** START Excerpted data **

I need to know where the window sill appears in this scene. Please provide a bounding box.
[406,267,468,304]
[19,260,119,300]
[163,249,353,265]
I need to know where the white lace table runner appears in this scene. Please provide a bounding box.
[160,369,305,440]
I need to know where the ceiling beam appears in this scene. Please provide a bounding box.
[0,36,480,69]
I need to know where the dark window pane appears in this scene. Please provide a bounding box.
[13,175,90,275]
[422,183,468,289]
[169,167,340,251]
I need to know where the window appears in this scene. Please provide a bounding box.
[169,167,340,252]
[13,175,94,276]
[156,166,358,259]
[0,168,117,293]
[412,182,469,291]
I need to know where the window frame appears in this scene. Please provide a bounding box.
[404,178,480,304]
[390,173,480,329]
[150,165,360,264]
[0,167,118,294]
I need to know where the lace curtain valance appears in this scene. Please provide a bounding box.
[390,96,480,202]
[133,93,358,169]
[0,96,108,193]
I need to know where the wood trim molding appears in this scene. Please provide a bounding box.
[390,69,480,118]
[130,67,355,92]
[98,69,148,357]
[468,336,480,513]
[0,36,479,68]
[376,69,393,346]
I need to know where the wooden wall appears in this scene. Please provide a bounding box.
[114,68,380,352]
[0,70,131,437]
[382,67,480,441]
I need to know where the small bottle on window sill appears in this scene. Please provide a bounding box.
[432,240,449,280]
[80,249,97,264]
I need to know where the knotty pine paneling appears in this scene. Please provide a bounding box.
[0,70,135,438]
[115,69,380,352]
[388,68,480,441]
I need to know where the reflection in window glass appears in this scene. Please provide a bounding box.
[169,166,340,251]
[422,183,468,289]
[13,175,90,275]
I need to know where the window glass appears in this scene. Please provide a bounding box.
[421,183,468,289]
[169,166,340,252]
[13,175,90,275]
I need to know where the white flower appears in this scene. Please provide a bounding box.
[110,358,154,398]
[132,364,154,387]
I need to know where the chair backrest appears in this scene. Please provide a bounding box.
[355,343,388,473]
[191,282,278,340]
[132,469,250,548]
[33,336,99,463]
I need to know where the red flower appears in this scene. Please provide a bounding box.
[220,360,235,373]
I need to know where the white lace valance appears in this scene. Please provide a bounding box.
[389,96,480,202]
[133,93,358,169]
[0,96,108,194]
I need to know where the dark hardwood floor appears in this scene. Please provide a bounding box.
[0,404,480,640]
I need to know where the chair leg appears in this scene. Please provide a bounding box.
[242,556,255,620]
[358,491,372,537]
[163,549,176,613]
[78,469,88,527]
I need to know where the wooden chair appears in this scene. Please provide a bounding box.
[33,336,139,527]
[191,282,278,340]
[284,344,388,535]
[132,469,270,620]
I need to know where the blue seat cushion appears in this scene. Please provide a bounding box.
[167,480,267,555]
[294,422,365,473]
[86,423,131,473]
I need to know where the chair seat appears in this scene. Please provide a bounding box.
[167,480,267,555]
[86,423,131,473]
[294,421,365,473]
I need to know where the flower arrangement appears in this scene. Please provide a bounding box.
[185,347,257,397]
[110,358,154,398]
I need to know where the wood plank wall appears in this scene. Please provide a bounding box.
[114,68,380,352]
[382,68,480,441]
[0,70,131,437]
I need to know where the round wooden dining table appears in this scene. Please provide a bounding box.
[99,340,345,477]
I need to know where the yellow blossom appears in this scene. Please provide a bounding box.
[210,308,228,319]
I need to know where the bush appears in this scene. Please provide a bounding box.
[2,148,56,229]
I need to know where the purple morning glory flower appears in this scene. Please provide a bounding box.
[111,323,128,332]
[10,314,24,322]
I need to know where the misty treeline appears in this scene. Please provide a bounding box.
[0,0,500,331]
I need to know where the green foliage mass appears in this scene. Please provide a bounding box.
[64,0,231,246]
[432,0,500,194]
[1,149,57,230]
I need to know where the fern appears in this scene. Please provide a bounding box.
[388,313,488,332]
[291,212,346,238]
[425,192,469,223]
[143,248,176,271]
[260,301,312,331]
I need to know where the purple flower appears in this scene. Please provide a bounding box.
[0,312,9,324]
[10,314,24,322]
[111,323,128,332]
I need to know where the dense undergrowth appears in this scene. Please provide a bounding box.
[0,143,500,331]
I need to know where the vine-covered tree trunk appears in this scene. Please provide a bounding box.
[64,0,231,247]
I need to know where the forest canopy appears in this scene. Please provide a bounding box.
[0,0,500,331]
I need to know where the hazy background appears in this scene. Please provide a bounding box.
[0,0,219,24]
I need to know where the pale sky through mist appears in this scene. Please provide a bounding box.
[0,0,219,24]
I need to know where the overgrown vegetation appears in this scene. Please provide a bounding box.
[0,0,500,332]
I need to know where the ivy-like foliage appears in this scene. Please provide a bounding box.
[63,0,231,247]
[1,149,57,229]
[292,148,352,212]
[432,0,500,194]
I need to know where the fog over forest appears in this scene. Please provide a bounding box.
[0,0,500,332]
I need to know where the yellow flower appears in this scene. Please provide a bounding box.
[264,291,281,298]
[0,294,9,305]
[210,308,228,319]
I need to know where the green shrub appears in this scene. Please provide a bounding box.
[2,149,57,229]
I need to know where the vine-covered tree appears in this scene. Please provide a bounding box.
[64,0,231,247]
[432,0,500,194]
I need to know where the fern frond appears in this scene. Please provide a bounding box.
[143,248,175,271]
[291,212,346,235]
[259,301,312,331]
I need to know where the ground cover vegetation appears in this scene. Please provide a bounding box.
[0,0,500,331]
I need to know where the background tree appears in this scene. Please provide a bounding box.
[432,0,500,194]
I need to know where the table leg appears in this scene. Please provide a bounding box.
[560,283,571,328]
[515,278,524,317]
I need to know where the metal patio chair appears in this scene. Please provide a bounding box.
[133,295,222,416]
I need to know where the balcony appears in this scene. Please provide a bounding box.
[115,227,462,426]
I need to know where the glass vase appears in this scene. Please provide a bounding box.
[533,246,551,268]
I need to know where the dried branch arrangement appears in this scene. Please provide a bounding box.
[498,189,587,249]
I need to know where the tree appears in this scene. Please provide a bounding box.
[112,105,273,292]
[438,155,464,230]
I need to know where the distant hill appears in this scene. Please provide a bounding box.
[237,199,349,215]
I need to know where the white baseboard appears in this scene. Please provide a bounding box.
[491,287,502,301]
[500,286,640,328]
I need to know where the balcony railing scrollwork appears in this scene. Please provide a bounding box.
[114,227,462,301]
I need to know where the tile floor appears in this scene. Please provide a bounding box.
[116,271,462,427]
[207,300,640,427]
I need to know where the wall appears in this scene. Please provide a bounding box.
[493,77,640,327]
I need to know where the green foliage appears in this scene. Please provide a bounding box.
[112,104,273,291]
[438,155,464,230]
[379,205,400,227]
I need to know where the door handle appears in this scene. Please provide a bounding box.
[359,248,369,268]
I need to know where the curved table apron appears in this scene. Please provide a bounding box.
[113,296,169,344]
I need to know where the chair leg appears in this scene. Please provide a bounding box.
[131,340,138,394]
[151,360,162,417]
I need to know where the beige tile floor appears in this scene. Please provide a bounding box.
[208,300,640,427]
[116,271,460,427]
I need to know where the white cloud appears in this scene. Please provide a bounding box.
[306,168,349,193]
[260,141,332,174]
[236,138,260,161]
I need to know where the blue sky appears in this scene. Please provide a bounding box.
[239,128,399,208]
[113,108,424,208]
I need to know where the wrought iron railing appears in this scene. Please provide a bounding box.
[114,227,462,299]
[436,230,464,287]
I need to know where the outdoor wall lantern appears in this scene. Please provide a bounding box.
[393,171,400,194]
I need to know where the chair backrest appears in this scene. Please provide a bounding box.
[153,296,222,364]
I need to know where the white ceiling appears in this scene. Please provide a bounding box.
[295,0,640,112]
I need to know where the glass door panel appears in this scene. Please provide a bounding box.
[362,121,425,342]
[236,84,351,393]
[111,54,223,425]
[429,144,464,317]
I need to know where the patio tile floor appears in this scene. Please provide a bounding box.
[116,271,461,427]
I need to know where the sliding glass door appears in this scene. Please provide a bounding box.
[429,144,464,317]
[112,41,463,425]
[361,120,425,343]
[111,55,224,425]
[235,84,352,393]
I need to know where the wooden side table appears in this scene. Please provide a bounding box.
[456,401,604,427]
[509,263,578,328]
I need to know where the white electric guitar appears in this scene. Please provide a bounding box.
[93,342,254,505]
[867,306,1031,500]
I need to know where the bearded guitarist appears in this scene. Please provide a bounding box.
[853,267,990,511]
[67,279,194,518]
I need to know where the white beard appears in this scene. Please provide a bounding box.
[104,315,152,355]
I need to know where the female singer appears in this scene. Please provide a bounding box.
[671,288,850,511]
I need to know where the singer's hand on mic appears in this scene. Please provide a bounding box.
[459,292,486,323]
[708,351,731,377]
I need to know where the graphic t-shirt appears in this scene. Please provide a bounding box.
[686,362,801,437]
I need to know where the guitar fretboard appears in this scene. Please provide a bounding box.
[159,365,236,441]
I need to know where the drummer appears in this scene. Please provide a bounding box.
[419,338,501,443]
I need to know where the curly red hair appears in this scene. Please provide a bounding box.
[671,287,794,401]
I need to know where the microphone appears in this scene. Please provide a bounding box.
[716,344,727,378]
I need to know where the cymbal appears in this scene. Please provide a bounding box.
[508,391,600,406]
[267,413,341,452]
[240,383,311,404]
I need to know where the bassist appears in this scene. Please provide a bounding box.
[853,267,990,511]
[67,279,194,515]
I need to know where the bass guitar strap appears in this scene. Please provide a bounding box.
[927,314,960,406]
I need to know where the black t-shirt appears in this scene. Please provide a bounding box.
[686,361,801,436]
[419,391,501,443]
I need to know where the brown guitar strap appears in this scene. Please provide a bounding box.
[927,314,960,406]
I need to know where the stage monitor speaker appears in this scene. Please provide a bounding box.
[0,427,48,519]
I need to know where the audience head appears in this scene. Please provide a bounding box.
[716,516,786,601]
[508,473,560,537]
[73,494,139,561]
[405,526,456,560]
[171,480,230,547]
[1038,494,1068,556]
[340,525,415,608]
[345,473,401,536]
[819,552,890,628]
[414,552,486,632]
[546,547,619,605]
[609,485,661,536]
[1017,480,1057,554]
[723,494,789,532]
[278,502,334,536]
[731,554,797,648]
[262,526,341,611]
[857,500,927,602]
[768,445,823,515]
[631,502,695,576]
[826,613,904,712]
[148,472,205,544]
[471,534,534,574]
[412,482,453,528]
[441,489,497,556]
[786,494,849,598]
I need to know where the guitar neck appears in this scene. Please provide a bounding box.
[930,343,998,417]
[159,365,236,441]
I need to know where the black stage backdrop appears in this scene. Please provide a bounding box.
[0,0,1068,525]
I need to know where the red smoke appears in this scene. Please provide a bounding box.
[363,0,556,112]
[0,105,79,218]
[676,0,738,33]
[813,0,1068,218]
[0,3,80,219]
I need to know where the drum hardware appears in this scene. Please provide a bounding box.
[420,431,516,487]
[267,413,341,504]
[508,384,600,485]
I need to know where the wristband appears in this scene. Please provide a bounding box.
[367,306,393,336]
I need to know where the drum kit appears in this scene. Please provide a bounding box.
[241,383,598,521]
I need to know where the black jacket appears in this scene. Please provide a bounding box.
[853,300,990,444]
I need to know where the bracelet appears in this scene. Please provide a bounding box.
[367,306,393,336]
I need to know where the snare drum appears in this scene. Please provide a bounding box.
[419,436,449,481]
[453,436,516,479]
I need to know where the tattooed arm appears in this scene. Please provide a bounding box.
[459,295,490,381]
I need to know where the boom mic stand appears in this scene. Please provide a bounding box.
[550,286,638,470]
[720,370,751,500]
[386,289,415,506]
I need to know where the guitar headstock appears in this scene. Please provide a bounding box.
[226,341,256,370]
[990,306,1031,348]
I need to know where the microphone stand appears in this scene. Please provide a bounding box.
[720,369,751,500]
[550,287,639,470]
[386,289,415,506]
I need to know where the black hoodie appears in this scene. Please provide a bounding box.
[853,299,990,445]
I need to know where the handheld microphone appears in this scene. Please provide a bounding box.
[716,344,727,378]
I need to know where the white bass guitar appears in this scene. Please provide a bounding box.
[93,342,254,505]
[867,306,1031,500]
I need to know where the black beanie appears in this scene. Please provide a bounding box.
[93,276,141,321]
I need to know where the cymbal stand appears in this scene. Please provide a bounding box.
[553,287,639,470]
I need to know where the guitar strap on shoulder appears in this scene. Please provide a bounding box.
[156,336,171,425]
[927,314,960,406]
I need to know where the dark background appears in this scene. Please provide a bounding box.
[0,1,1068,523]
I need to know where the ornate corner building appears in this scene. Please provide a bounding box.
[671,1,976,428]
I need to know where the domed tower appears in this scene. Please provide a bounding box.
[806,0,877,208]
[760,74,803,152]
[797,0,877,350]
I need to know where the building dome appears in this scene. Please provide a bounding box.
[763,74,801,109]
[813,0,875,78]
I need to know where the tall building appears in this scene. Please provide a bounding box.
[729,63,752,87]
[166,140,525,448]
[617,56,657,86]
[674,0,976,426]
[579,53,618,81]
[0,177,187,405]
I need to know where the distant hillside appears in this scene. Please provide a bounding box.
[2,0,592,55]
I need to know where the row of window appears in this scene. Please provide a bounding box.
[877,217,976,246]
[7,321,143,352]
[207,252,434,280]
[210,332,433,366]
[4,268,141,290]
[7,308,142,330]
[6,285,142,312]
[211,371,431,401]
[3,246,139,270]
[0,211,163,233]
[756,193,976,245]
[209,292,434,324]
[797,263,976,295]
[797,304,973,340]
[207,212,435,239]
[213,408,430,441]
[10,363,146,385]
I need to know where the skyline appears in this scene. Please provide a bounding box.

** END Excerpted data **

**What is required**
Extract each line of the listing above that contains the word "stage", and copy every one of them in full.

**Response to the task**
I need to know where the stage monitor speaker appears in this scene. Please provide a bounding box.
I need to know where the black stage backdrop appears in this scene. Please provide a bounding box.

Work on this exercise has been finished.